(Region pointing data)
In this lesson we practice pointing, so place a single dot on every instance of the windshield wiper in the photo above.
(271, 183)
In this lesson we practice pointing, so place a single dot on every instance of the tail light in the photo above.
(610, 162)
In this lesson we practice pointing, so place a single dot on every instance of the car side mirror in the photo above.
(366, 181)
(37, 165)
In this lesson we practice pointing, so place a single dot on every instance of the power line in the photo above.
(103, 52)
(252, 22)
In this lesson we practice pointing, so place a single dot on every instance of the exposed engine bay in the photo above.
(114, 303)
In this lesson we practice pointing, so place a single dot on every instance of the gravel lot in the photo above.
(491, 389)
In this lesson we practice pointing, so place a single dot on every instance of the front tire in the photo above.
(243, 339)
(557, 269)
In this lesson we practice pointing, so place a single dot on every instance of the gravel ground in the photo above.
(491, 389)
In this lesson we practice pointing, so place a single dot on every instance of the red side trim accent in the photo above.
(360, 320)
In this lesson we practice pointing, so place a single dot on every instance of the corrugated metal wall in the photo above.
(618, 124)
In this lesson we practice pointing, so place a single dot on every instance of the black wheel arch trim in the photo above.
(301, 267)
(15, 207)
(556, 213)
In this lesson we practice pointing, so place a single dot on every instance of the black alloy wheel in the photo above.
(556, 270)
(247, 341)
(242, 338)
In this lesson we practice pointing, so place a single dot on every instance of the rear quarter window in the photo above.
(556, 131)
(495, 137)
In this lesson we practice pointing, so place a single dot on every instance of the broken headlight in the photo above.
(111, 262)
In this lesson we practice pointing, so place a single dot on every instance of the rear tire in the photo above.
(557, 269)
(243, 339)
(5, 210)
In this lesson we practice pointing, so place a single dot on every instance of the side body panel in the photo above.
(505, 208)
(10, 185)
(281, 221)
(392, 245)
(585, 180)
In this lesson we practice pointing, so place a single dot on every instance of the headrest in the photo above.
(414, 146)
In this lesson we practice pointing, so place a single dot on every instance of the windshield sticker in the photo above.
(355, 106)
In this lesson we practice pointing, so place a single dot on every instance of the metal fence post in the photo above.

**Task item:** Each line of the records should be transcribed without change.

**Your solution:**
In this lesson we practice pointing, so place a single dot on every instance of the windshield wiper in the photo above.
(271, 183)
In this lesson we practice pointing, so place a single dot on every instance of the tail light in the photo above.
(610, 162)
In this lesson we practice pointing, so place a single dot on every instance of the car side mirror in the photo above.
(366, 181)
(37, 165)
In this lesson we practice pointing, so place a single dot on every instance of the power line in the photo above.
(103, 52)
(252, 22)
In this lesson we practice pointing, so place a single dot on every instance of the exposed engine bay in the photo above.
(114, 303)
In this lesson we practice pointing, so place a single dot on every instance of the gravel lot in the photo above.
(491, 389)
In this lesson we practice pointing, so place a single dot on every instance of the front tire in the photo above.
(243, 339)
(557, 269)
In this lesson we practice pointing, so place a single dot on every instance of the gravel ground in the photo above.
(491, 389)
In this lesson we practice pointing, so place a single dot on every instance of the red side trim accent in the photo above.
(360, 320)
In this lesson we practice pointing, so place a single dot on every instance of the corrugated metal wall in the photo above.
(618, 124)
In this lesson we practice pointing, so place a single dot on every instance of the black wheel arch trim in the photo above.
(301, 267)
(15, 207)
(556, 213)
In this lesson we practice pointing, so place a single dot on every instance of the black alloy wheel in the photo above.
(556, 270)
(247, 341)
(242, 338)
In this lesson we practice pointing, so place a single dot on every instance of the rear quarter window in the photo above.
(556, 131)
(495, 137)
In this lesson we practice pointing, so place a single dot on every instance of the broken headlight in the photo above.
(111, 262)
In this lesson we practice pointing, so place a single dot on every instance of the rear tire in the photo above.
(557, 269)
(243, 339)
(5, 210)
In this lesson we practice pointing, so place a single dot on every instance of the side body panel in the photo above.
(505, 208)
(10, 185)
(281, 221)
(392, 245)
(585, 180)
In this lesson we practice pointing, so place a single dot on every instance of the headrest in the photo above.
(414, 146)
In this lesson we practice pointing, so place a single dot on every instance of the windshield sticker in the photo above.
(355, 106)
In this lesson we practice pointing, so place a single dot on every instance of the metal fence post in the photo above.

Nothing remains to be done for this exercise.